_EXERCISE INPUTS_.
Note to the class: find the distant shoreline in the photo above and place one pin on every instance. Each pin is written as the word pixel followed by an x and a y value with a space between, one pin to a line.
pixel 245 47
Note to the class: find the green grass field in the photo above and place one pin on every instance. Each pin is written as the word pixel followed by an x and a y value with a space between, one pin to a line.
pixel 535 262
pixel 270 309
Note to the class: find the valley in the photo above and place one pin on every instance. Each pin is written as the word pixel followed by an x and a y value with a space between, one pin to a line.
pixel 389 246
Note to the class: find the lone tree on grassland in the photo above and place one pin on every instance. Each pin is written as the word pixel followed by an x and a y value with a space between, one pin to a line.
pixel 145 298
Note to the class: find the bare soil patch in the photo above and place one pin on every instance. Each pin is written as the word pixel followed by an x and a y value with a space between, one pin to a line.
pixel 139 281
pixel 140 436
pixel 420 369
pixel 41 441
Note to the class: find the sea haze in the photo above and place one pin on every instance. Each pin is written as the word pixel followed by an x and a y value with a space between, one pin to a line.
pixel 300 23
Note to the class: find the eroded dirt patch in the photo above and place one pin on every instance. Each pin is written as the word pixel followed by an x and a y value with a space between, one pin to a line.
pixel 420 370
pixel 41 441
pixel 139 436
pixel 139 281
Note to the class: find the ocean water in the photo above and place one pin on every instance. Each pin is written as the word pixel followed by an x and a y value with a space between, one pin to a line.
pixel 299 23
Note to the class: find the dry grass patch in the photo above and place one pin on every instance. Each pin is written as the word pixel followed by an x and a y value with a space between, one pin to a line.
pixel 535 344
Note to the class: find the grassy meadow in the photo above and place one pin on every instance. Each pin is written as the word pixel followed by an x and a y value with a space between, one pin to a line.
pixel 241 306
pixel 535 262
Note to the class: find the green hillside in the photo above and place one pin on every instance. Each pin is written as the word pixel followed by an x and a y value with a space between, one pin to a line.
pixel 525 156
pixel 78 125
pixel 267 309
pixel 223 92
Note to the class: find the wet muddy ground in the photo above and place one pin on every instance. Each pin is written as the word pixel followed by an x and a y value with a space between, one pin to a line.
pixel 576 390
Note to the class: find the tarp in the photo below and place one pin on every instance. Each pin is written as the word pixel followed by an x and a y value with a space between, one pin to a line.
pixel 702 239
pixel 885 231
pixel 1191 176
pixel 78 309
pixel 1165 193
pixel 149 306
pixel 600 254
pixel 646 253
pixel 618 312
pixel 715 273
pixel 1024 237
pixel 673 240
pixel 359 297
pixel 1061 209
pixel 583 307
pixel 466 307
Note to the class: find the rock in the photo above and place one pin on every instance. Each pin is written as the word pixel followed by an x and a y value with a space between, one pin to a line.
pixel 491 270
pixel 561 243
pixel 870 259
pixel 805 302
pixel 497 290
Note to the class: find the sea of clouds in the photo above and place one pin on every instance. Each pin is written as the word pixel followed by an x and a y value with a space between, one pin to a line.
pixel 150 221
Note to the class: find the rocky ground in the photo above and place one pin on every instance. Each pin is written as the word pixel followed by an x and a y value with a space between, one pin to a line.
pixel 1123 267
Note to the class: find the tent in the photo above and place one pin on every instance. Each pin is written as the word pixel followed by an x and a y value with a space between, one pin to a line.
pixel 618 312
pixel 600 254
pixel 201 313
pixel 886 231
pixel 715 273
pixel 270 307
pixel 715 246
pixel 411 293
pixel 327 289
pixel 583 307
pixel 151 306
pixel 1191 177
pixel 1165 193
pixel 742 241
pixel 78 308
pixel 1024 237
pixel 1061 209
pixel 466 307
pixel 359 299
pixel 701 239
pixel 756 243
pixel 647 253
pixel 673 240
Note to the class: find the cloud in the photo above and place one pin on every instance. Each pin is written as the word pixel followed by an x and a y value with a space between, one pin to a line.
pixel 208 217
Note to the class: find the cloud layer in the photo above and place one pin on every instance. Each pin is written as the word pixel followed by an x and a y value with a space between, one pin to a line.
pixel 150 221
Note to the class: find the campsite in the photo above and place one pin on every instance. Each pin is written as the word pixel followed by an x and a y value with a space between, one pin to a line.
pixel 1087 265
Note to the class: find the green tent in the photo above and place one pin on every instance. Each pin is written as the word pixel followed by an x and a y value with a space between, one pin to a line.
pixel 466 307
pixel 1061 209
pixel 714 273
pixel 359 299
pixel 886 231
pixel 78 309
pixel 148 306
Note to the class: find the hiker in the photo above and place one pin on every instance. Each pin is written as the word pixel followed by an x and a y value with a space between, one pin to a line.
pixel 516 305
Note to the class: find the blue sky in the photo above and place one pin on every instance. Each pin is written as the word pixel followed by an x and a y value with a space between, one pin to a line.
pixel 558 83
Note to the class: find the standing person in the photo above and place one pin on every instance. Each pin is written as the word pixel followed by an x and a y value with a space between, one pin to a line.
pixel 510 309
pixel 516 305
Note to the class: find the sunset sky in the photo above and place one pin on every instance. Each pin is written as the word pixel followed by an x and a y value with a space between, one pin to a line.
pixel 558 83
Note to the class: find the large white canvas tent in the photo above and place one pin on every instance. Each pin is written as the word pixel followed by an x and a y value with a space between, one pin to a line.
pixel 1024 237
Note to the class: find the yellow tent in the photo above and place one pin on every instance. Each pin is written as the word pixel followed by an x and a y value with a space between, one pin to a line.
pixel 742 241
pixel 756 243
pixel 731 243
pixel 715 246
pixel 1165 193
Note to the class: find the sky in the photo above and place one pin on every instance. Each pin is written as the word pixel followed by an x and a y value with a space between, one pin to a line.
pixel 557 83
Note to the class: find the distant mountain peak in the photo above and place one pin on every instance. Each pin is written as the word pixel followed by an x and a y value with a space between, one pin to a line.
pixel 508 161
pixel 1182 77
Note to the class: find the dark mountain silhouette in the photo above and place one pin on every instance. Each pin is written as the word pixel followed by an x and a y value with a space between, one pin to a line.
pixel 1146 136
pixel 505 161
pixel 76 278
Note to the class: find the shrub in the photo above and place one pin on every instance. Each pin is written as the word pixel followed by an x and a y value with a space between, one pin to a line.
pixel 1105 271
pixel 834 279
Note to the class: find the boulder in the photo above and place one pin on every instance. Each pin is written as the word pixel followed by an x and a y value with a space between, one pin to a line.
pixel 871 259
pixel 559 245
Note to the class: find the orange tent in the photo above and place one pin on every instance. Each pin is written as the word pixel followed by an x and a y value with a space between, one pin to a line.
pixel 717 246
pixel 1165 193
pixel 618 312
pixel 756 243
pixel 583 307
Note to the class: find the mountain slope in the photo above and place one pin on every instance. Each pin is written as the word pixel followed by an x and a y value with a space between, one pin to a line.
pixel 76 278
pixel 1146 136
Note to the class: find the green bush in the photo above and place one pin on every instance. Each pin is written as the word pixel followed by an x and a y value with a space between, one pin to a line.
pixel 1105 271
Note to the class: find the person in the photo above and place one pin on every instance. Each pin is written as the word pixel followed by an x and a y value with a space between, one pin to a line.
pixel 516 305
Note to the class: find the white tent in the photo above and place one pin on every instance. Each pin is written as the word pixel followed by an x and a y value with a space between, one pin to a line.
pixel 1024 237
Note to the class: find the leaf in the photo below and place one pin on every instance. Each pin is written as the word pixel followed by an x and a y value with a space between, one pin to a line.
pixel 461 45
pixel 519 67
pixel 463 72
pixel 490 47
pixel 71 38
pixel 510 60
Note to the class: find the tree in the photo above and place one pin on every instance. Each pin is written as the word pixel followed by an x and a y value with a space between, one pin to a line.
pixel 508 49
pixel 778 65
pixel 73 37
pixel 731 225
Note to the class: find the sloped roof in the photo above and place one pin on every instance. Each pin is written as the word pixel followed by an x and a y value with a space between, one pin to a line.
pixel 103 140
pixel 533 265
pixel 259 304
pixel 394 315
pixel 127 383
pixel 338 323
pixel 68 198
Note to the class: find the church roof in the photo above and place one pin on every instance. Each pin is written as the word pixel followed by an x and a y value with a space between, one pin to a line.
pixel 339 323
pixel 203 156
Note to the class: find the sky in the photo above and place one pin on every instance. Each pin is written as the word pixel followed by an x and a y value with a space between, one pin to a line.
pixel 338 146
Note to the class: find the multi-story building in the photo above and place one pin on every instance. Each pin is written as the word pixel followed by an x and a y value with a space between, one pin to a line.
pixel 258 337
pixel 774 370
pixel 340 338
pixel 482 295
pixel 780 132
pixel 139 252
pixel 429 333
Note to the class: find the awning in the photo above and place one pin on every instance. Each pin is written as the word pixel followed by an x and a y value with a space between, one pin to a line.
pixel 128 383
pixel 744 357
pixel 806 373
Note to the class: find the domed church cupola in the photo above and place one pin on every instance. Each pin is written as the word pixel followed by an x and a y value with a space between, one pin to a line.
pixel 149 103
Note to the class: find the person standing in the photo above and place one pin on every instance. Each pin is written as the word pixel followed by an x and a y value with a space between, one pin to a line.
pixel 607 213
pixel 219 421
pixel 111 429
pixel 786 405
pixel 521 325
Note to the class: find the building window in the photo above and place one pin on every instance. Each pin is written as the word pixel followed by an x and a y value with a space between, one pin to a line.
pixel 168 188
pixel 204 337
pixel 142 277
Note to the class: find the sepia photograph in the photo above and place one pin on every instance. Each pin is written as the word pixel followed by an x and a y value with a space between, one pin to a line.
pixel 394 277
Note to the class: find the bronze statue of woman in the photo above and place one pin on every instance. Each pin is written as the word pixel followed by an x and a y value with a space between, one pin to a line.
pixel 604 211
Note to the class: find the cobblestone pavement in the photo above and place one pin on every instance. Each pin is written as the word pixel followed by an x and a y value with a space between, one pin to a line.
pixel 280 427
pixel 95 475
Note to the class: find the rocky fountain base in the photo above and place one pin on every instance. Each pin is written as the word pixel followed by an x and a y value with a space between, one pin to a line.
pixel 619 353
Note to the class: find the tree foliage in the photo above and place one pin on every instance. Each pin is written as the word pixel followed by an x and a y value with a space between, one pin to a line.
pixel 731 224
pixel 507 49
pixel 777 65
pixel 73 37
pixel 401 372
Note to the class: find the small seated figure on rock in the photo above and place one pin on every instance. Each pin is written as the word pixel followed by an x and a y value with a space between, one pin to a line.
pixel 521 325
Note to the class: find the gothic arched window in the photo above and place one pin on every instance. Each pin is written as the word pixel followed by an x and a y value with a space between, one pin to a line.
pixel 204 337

_WORK INSTRUCTIONS_.
Reproduce the lines of the records between the one containing "Note to the class: find the awning" and the one containing "pixel 604 211", inclusive, with nothing changed.

_RESULT OF THE TASK_.
Note to the class: find the awning in the photo above and place one pin on every instance. Each pin is written as the word pixel followed by an x and a y value with a space between, one pin to a line.
pixel 128 383
pixel 744 357
pixel 806 373
Note to the class: find the domed church cupola in the photo above and place one pin on every instance. Each pin is written as the word pixel followed by an x and a y value with a space between, one pin to a line.
pixel 149 103
Note to the class: find the person standing in the photo above and place one pin on every instance. Each pin is written as the word pixel followed by an x and a y value with a space between, one pin to a line.
pixel 607 213
pixel 219 421
pixel 111 429
pixel 786 405
pixel 521 325
Note to the class: find the building window in the photo above and place one pin on every instance. Each pin is written as the word pixel followed by an x and a y value with a space between, one pin to a line.
pixel 168 188
pixel 204 337
pixel 142 277
Note to the class: find the sepia photograph in the photo above and place one pin on every instance. Each pin is written as the word pixel followed by an x and a y value with a space between, one pin to a line.
pixel 394 277
Note to the class: find the bronze statue of woman in the photo above and place one pin on every instance. Each pin is written as the word pixel followed by an x and a y value with a space between, one pin to a line.
pixel 604 211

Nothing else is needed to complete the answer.